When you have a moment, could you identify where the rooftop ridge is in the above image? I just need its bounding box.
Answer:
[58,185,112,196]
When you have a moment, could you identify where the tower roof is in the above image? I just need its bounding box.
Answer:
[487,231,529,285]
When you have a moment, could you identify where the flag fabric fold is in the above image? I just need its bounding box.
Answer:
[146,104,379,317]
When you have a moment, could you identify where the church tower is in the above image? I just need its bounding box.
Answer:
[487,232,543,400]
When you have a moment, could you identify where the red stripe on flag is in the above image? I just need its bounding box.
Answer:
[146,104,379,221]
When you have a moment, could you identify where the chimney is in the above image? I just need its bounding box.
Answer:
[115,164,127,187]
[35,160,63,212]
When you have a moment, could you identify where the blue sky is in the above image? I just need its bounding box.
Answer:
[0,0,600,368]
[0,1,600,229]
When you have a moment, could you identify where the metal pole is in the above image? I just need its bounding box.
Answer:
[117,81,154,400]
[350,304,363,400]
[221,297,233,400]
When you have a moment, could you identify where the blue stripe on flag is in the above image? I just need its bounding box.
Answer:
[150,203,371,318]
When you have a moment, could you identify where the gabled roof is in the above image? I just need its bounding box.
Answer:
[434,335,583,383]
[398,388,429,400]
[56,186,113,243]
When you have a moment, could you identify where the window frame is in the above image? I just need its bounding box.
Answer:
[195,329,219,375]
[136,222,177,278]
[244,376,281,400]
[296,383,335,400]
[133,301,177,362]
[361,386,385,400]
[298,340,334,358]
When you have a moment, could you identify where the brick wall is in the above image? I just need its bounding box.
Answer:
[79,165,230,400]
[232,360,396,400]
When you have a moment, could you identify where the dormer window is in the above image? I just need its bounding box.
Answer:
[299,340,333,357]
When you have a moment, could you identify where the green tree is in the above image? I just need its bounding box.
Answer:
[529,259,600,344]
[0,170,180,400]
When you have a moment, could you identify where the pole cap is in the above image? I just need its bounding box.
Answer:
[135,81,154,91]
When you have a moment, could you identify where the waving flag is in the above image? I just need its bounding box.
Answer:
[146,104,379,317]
****************************************
INSTRUCTIONS TO FOLLOW
Reproduce every item above verbatim, preserving each line as it appears.

THE SOLUTION
When you have a moment, could you identify where the rooftop ridge is in the above image? I just need its bounding box.
Answer:
[58,185,112,196]
When you have a moment, could you identify where the tower roof is in the above image? I just need its bounding box.
Answer:
[487,231,529,285]
When you have a moment, could you identify where the flag fabric fold is in the above image? I just need its bounding box.
Answer:
[146,104,379,317]
When you have a moment, could you identify where the church tower is in the above image? I just need its bounding box.
Answer:
[487,232,543,400]
When you have a moment, could you identify where the red stripe on flag is in the above image? I just need its bounding box.
Answer:
[146,104,379,221]
When you have a moment, could you identify where the chimney is in the above image? I just need its bounding box.
Answer:
[115,164,127,187]
[35,160,63,212]
When you have a moment, could you identify where the blue sky is in the above image? I just need its bounding box.
Answer:
[0,0,600,368]
[0,1,600,229]
When you have a moment, could you identify where the metal pole is in the above image? I just need its bounding box.
Answer:
[117,81,154,400]
[350,304,363,400]
[221,297,233,400]
When you have a moment, could you identify where the blue stripe on flag is in the above image? I just need its bounding box.
Answer:
[150,203,371,318]
When you have a moment, could you identify where the gabled roof is in the above image? I just need its bounding box.
Answer:
[434,335,583,383]
[398,388,429,400]
[56,186,113,243]
When you have a moment, could you identify where the window frame is in the above image? I just need its bounding box.
Answer:
[195,329,219,375]
[136,222,177,278]
[244,376,281,400]
[296,383,335,400]
[133,301,177,362]
[361,386,385,400]
[298,340,334,358]
When you have a moment, could you identify where the brick wall is in the above image? I just need its bounding box.
Answer:
[79,165,230,400]
[232,360,396,400]
When you have a moment, could you identify where the dormer window is in the above image? I just need its bounding box.
Answer:
[299,340,333,357]
When you have a moment, could you identify where the green tree is in the above image? I just need its bounding box.
Answer:
[529,259,600,344]
[0,170,180,400]
When you have a moment, could you identify where the pole cap is in the above image? I just need its bounding box.
Answer:
[135,81,154,91]
When you have a moment, could you identify where the waving flag is in the above image? I just need its bounding box.
Answer:
[146,104,379,317]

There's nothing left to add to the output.